> **REQUIRED ACTIONS**:
A - Recast the entries, starting at the line containing "In this photo, each instance of the pendant" and ending at the last entry, as a two-column CSV headed text and answer. Give one row per entry, with its text and its answer each in a single quoted field and any line breaks replaced by spaces.
B - Continue the blog post about missing England from the point at which it stops.

> **DOCUMENT EXTRACT**:
———

Monday, 17 March 2014

There's No Place Like Home

It is inevitable that spending some time away from home will induce feelings of longing for certain things that may not be available in your current location. While I never really feel homesick in the traditional sense of the word, there are things that, at times, feel frustratingly distant. Is it bad that they are usually food related? Here is a list of the top five things I miss about England. I tried to exclude the food ones, because I looked greedy.

#1 Being able to eavesdrop on strangers' conversations, especially on public transport

We all do it, it's human nature. We cannot help but pass judgement on people for a plethora of reasons ranging from the seeming insignificance of the clothes they wear to the choice of magazine they apathetically leaf through. Of course, being in a different country doesn't hinder the sagacious onlooker, but it does handicap the nosiness involved in eavesdropping on both phone conversations and those happening with both parties present when you aren't fluent in the native language. I was once on a long distance train visiting a friend, dreading the journey, heightened by the lack of preparation I had done in terms of providing myself with any entertainment. It turned out that I had worried for nothing after I was graced with a fellow passenger that decided to include the whole train carriage in a number of personal calls regarding her sexual harassment case against a colleague. After becoming totally engrossed by the story, laden with TMI, I just knew I was in for a good ride. She made call after call and the plot developed each time like a strange game of 'Chinese whispers', becoming more and more elaborate and bizarre until, frankly, it bordered on the plain ridiculous. What started out as a bit of a pat on the arse morphed into something much more illicit as she got caught up in her own fabrications. All the world is certainly a stage; sit back and enjoy.
#2 Turning on the TV to relax, not embark on an exhausting Dutch language task

After a long day isn't it just the most magical feeling to slide off your shoes and breath out in front of the box! Unless it's foreign TV. It's like a savoury muffin; full of hopeful expectations until you take that first disappointing bite and remember that its not always sweet. Don't get me wrong it is sometimes great to watch TV in a different language; you pick up some new vocabulary and it's amazing when you find yourself able to follow a little bit of what's going on, but for the most part it just detracts from the main appeal of parking yourself down and entering a vegetative state of unknown return; AKA the proper and intended way of watching TV. This is somewhat redeemable though. Whilst on holiday in Wales with my mum as a child I learnt a game that changed my life for the better. Naturally it rained so hard at regular intervals during the week we stayed there that I thought my freckles might get washed off yet, in true British style, we weren't going to let a bit of rain spoil all the fun. There was one day, however, that was just unimaginably wet, so we decided to stay inside. Due to the horrific weather conditions, the only channel on TV that we managed to get was 'C4'; the Welsh channel which was airing an omnibus of a Welsh soap opera. Obviously not speaking much Welsh, we decided to mute the TV and dub over the voices and I can honestly say that the hilarity that ensued resulted in this being my favourite part of the holiday. Perhaps I can solve #1 with this...

———

(Data extracted from a collection)
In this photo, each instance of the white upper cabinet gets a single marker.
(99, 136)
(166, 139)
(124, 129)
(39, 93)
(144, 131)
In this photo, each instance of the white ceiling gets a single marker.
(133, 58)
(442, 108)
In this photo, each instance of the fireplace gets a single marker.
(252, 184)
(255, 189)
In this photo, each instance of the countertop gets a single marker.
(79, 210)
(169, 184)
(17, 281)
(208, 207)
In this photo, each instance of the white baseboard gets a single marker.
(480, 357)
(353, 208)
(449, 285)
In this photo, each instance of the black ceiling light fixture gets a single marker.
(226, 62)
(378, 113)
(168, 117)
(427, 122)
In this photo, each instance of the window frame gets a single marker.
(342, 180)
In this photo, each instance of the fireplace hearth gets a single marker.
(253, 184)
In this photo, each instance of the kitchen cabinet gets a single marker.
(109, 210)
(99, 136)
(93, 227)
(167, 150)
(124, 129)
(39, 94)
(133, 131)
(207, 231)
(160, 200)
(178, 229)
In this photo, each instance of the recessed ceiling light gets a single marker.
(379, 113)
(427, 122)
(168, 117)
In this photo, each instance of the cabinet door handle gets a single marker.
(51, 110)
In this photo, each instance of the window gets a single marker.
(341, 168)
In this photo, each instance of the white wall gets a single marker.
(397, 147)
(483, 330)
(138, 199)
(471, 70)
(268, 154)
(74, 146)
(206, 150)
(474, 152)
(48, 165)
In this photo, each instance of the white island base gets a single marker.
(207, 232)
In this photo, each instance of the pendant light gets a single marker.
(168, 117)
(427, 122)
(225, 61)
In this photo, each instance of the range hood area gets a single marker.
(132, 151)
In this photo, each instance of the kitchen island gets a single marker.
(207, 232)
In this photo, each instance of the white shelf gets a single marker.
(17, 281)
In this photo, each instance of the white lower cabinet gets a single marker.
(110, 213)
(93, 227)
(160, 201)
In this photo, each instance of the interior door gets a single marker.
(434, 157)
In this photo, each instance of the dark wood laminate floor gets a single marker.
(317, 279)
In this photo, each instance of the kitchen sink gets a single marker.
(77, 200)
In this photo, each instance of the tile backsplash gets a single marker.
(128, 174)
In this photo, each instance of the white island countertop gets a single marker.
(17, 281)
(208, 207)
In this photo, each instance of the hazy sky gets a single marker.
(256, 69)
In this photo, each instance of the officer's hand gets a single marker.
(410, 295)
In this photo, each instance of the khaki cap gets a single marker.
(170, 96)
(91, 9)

———

> **RESULTS OF THE EXERCISE**:
A -
text,answer
"In this photo, each instance of the pendant light gets a single marker.","(168, 117) (427, 122) (225, 61)"
"In this photo, each instance of the range hood area gets a single marker.","(132, 151)"
"In this photo, each instance of the kitchen island gets a single marker.","(207, 232)"
"In this photo, each instance of the white shelf gets a single marker.","(17, 281)"
"In this photo, each instance of the white lower cabinet gets a single marker.","(110, 213) (93, 227) (160, 201)"
"In this photo, each instance of the interior door gets a single marker.","(434, 157)"
"In this photo, each instance of the dark wood laminate floor gets a single marker.","(317, 279)"
"In this photo, each instance of the kitchen sink gets a single marker.","(77, 200)"
"In this photo, each instance of the tile backsplash gets a single marker.","(128, 174)"
"In this photo, each instance of the white island countertop gets a single marker.","(17, 281) (208, 207)"
"In this photo, each instance of the hazy sky gets a single marker.","(256, 69)"
"In this photo, each instance of the officer's hand gets a single marker.","(410, 295)"
"In this photo, each instance of the khaki cap gets a single marker.","(170, 96) (91, 9)"

B -
#3 Hilly landscapes

This one's a given. Being born and bred in the Malvern hills has ignited strong associations between the rotund, rolling landscape and home. Whenever I leave for any prolonged amount of time, the shrinking of the hills into the distance plunges me into the reality of leaving whilst their growing emergence on the horizon reassures me that I am on the way home. I miss their looming presence like an omniscient being and the human characteristics that vary from day to day. Saying that, I'm not sure I'd appreciate them quite so much if I had to bike up them every day with an increasingly large boy passenger.

#4 English holidays

No, I don't mean a week in a caravan park in Devon, I'm referring to those little days that we take for granted whilst at home like pancake day and bonfire night. All an excuse for a party I'm sure you'll agree and I was shocked to learn that most of the little things we celebrate are unheard of to other, saner countries. When I explained to my host family about bonfire night and the traditional burning of the guy, they were somewhat horrified and appalled by the level of violence condoned and exposed to children during this day. They couldn't quite appreciate it for what it was... An excuse to make a huge fire and blow things up in the garden and try to write your name in the air with a sparkler before it runs out of fizz, spending the rest of the night with white squiggles burnt onto your retinas. But it is really good fun to see their interpretation of the things I try and explain to them. My host family ended up having their own bonfire night party in which most of the key elements were there, but in a somewhat more civilised manner; we had tea and cake around the fire and talked politics.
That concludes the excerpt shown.